• **Goals**:
a – From the piece on Indian Christians, print everything from "The Christian in" down to "with the Indian nation.".
b – In the piece on Indian Christians, shorten the paragraph that begins "The Christian in India, according to Shobhana" and keep its main facts.

• **Supplied passage**:

####################

The gruesome murder of Mohsin Shaikh, a Muslim techie from Pune has shocked many. One of them is Nidhin Shobhana, based at the Krantijyoti Savitribai Phule Women’s Studies Centre, Dnyanjyoti Savitribai Phule University, Pune. Reflecting on the horrific incident in an article published in Round Table India (www.roundtableindia.co.in) from a Christian subjective position, he tried to shift the focus beyond the obvious rhetoric found in mainstream press. He dwelt on the manner in which ‘minorities’ perceive and understand each other and suggested that while on the one hand the Christians of India feel safe because they believe that they are not like the Muslim other, on the other hand they have to deal with the threat of being a minority themselves in a clearly Hindu majoritarian order. One could suggest that this is a case of Christians trying to fit themselves in pre-given nationalist moulds. While this may certainly be true, the flip side of the issue is that the politics of nation and nationalism may also exert pressures on the Christians to be nationally-compliant. A Christian thus, is pressured to construct a self that is Christian while simultaneously imbibe Indian (read as Sanskritic) cultural values.
The Christian in India, according to Shobhana, has to manage a “juggling act to exist in a ‘caste-bitten’ society, [and to that extent] …Christians often dress up in uniforms approved by ‘Caste Hindus’. The almost saffron colour sarees of Catholic nuns is a worthwhile literal example”. Indian Christians create a difference for themselves by claiming – indeed demonstrating – their usefulness towards strengthening and enriching the Indian nation. The schools run by Christian missionaries across cities and villages in India patronized largely by the urban Indian elites, can be a case in point. But these claims to national usefulness encounter problems or “contradictions”. I believe that these problems have something to do with the fraught relationship that the history of Christianity (and thereby Christians) have with the Indian nation.
I would like to take-off from Shobhana’s astute observation and argue that for the Christians, participation as full citizens is also dependent on their compliance to “adhere to the dominant ideology”. The Christian has to jump through many hoops to negotiate his/her survival within the politics and understandings of the nation.

####################

• **Dataset content**:
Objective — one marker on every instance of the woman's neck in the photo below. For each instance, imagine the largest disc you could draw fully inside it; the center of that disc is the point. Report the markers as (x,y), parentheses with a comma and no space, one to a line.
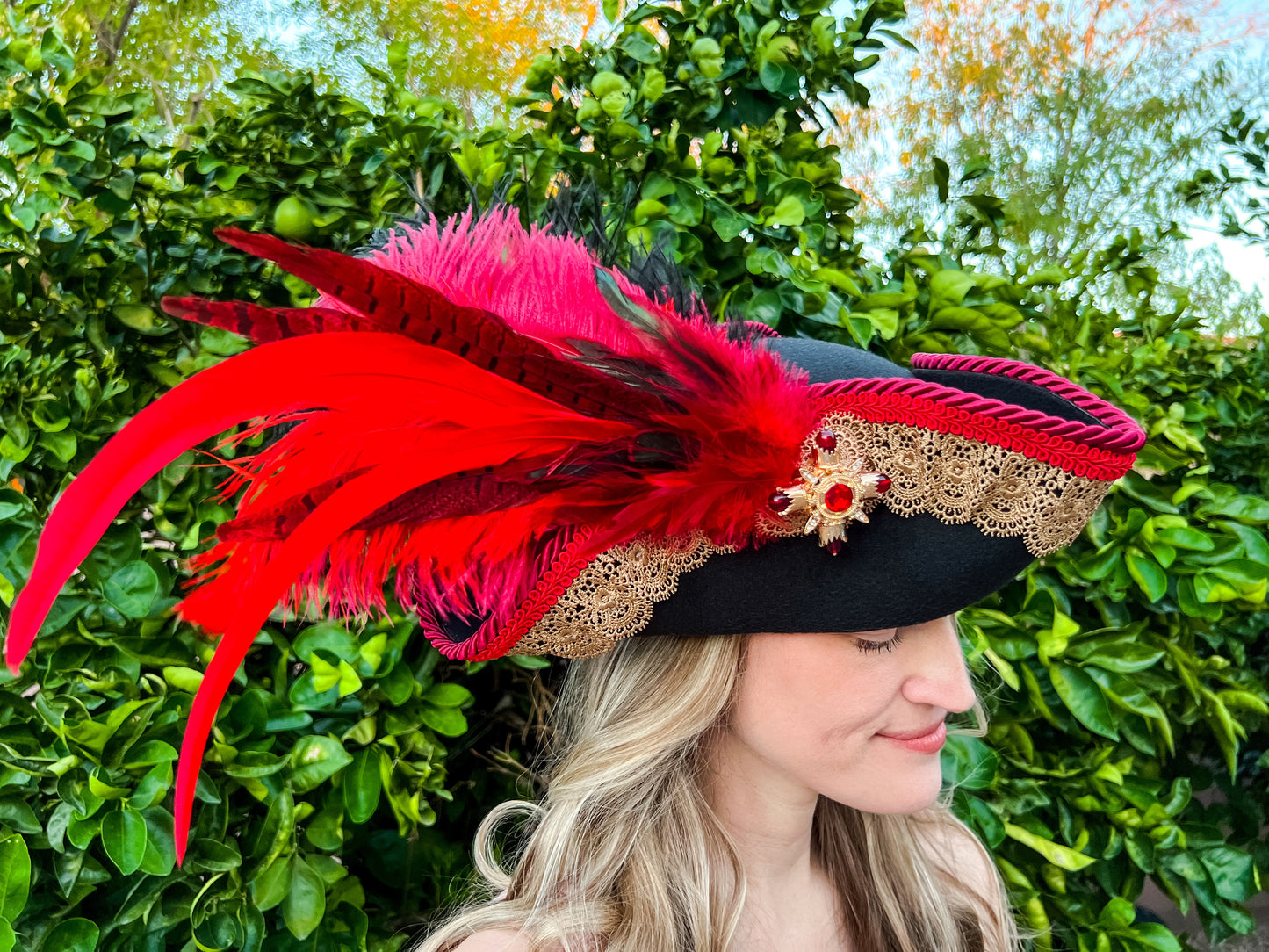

####################

• **Exercise results**:
a –
The Christian in India, according to Shobhana, has to manage a “juggling act to exist in a ‘caste-bitten’ society, [and to that extent] …Christians often dress up in uniforms approved by ‘Caste Hindus’. The almost saffron colour sarees of Catholic nuns is a worthwhile literal example”. Indian Christians create a difference for themselves by claiming – indeed demonstrating – their usefulness towards strengthening and enriching the Indian nation. The schools run by Christian missionaries across cities and villages in India patronized largely by the urban Indian elites, can be a case in point. But these claims to national usefulness encounter problems or “contradictions”. I believe that these problems have something to do with the fraught relationship that the history of Christianity (and thereby Christians) have with the Indian nation.

b – Shobhana says Indian Christians must manage a juggling act to live in a caste-bitten society, often adopting forms approved by Caste Hindus, such as the nearly saffron sarees of Catholic nuns. They set themselves apart by showing their usefulness to the nation. Missionary schools, used mostly by urban elites, are one example. These claims run into contradictions, which the writer ties to the uneasy relationship between the history of Christianity and the Indian nation.